▸ Recorded information
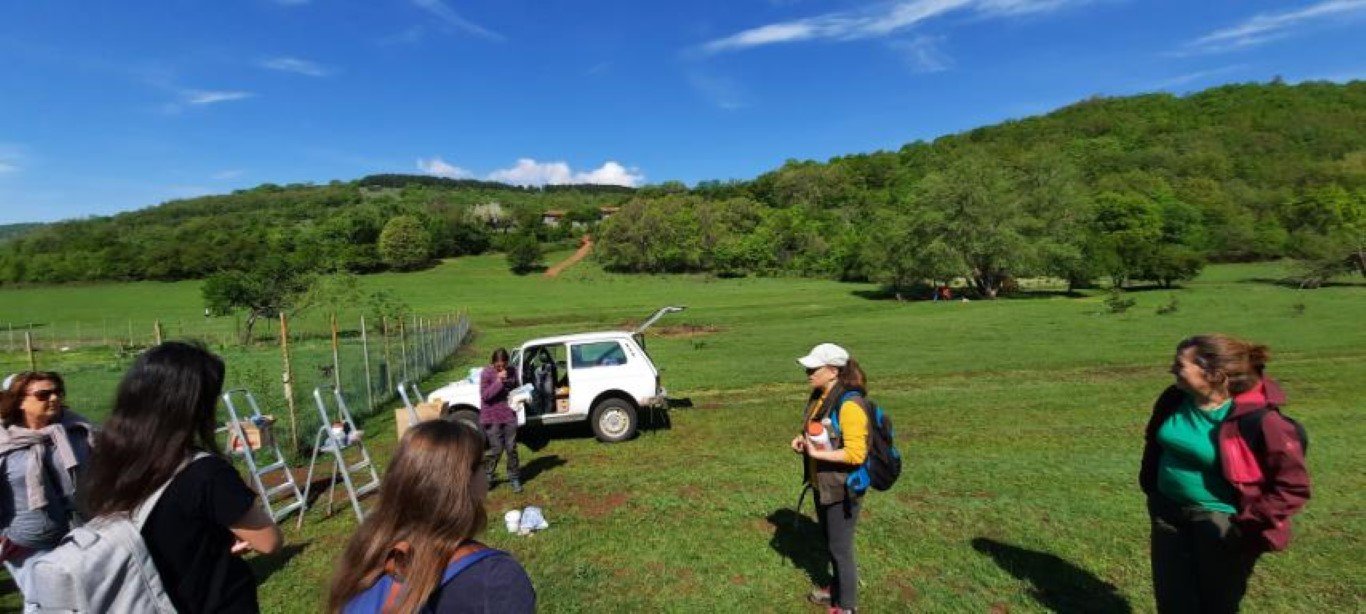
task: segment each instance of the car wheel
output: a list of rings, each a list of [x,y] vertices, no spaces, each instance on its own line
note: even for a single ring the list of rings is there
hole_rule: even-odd
[[[617,398],[608,398],[593,406],[593,435],[604,443],[624,442],[635,436],[638,425],[635,405]]]

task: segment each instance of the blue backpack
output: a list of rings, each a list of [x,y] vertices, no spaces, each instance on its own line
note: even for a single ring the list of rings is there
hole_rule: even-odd
[[[863,397],[862,392],[850,391],[840,397],[836,408],[846,401],[854,401],[867,413],[867,457],[858,469],[850,472],[844,485],[850,492],[862,495],[867,487],[885,491],[902,476],[902,451],[896,449],[896,431],[892,428],[892,418],[882,412],[876,402]],[[836,436],[840,433],[840,413],[831,412],[831,428]]]
[[[507,552],[494,548],[482,548],[460,557],[454,563],[445,566],[445,573],[441,574],[441,584],[437,584],[437,589],[440,591],[441,587],[447,585],[451,580],[455,580],[460,572],[470,569],[471,565],[497,554]],[[393,577],[385,573],[380,576],[380,580],[377,580],[374,585],[351,598],[351,600],[347,602],[343,614],[380,614],[384,611],[384,606],[389,600],[391,592],[393,592]],[[419,611],[430,613],[430,603],[423,606]]]

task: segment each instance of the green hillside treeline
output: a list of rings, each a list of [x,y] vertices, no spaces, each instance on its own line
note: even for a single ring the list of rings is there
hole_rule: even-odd
[[[1097,97],[691,189],[402,175],[266,185],[30,231],[0,245],[0,283],[199,278],[266,254],[408,268],[497,248],[501,234],[473,215],[489,202],[542,241],[620,205],[596,228],[597,257],[616,271],[874,279],[897,291],[966,278],[994,297],[1020,276],[1169,284],[1208,260],[1294,257],[1314,283],[1366,273],[1366,82]],[[546,209],[568,213],[561,227],[541,223]],[[381,249],[396,217],[402,242],[419,248],[402,258]]]

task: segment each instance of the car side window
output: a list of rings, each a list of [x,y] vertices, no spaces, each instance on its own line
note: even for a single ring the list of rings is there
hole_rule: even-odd
[[[627,362],[626,350],[615,341],[597,343],[581,343],[570,347],[570,357],[575,369],[590,369],[594,366],[615,366]]]

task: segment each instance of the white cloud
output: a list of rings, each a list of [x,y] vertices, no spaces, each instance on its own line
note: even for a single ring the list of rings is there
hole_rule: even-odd
[[[332,68],[318,64],[317,62],[290,56],[262,60],[261,67],[306,77],[326,77],[332,74]]]
[[[1143,89],[1145,90],[1175,89],[1175,88],[1179,88],[1179,86],[1183,86],[1183,85],[1190,85],[1190,83],[1206,81],[1210,77],[1218,77],[1218,75],[1224,75],[1224,74],[1228,74],[1228,72],[1236,72],[1236,71],[1240,71],[1243,68],[1247,68],[1247,64],[1235,64],[1235,66],[1224,66],[1224,67],[1210,68],[1210,70],[1198,70],[1195,72],[1187,72],[1187,74],[1183,74],[1183,75],[1176,75],[1176,77],[1172,77],[1172,78],[1168,78],[1168,79],[1162,79],[1162,81],[1160,81],[1157,83],[1153,83],[1152,86],[1143,88]]]
[[[186,90],[182,92],[182,96],[184,97],[186,104],[205,105],[245,100],[255,94],[251,92]]]
[[[474,34],[474,36],[477,36],[479,38],[488,38],[488,40],[492,40],[492,41],[501,41],[503,40],[503,34],[499,34],[496,31],[488,30],[488,29],[485,29],[485,27],[482,27],[482,26],[479,26],[479,25],[477,25],[477,23],[474,23],[474,22],[471,22],[471,21],[460,16],[458,12],[455,12],[455,10],[452,10],[451,7],[448,7],[441,0],[413,0],[413,4],[415,7],[418,7],[418,8],[421,8],[421,10],[432,14],[432,16],[440,19],[443,23],[445,23],[447,26],[451,26],[451,27],[454,27],[456,30],[464,30],[469,34]]]
[[[943,72],[953,66],[953,59],[940,49],[944,37],[918,36],[910,41],[892,42],[915,72]]]
[[[627,168],[612,160],[593,171],[574,172],[568,163],[542,163],[523,157],[511,168],[490,172],[489,179],[519,186],[600,183],[635,187],[645,182],[645,175],[638,168]]]
[[[1366,0],[1325,0],[1285,12],[1262,12],[1247,21],[1214,30],[1186,44],[1186,53],[1220,53],[1246,49],[1291,36],[1296,29],[1328,19],[1348,19],[1366,14]]]
[[[702,44],[702,53],[723,53],[779,42],[854,41],[881,38],[952,11],[982,16],[1015,16],[1056,11],[1090,0],[900,0],[861,11],[828,12],[806,19],[769,23]]]
[[[428,175],[444,176],[449,179],[466,179],[474,176],[473,172],[455,164],[449,164],[440,157],[433,157],[430,160],[418,159],[418,168]]]

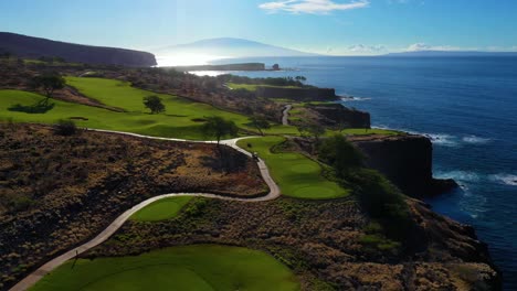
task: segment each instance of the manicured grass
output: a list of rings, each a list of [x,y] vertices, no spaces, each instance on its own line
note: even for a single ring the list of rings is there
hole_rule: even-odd
[[[192,140],[210,139],[210,137],[204,137],[200,130],[204,117],[221,116],[233,120],[241,128],[247,128],[245,125],[249,120],[245,116],[219,110],[210,105],[193,103],[170,95],[158,95],[163,98],[166,112],[150,115],[144,107],[143,98],[157,94],[133,88],[128,83],[102,78],[68,77],[66,79],[68,84],[86,96],[106,105],[123,108],[127,112],[114,112],[53,99],[50,101],[55,104],[54,108],[45,114],[10,111],[8,108],[13,105],[30,106],[44,97],[20,90],[0,90],[0,119],[12,118],[15,122],[54,123],[57,119],[82,117],[88,120],[76,120],[80,127]]]
[[[292,271],[256,250],[198,245],[136,257],[68,261],[31,290],[299,290]]]
[[[349,190],[321,176],[320,165],[307,157],[295,152],[272,153],[270,149],[284,140],[282,137],[252,138],[240,140],[238,144],[264,159],[283,195],[310,200],[349,195]],[[247,148],[249,143],[252,148]]]
[[[158,222],[173,218],[191,198],[191,196],[178,196],[154,202],[135,213],[131,219],[137,222]]]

▸ Task directions
Lay out the lines as a Markdown table with the columns No. and Line, starting at the line containing "task: segment each instance of the manicured" and running through the last line, both included. Number each row and leave out blank lines.

▸ Solved exercise
| No. | Line |
|---|---|
| 1 | task: segment each instance of the manicured grass |
| 2 | output: a list of rings, each a list of [x,y] vertices, no spaces, each instance on its own line |
| 3 | note: even for a single ring the list of rings is there |
| 4 | hole_rule: even-odd |
| 5 | [[[192,140],[210,139],[210,137],[204,137],[200,130],[204,117],[221,116],[233,120],[241,128],[247,128],[245,125],[249,120],[245,116],[219,110],[210,105],[193,103],[170,95],[158,95],[163,98],[166,112],[150,115],[144,107],[143,98],[157,94],[133,88],[128,83],[102,78],[68,77],[66,79],[68,84],[86,96],[106,105],[123,108],[127,112],[114,112],[53,99],[50,101],[55,104],[54,108],[45,114],[10,111],[8,108],[13,105],[30,106],[44,97],[20,90],[0,90],[0,119],[12,118],[15,122],[54,123],[57,119],[82,117],[88,120],[76,120],[80,127]]] |
| 6 | [[[292,271],[256,250],[198,245],[136,257],[68,261],[31,290],[299,290]]] |
| 7 | [[[349,190],[321,176],[320,165],[307,157],[295,152],[272,153],[270,149],[284,140],[282,137],[252,138],[240,140],[238,144],[264,159],[283,195],[310,200],[349,195]],[[247,148],[249,143],[252,148]]] |
| 8 | [[[158,222],[173,218],[191,198],[191,196],[178,196],[154,202],[135,213],[131,219],[137,222]]] |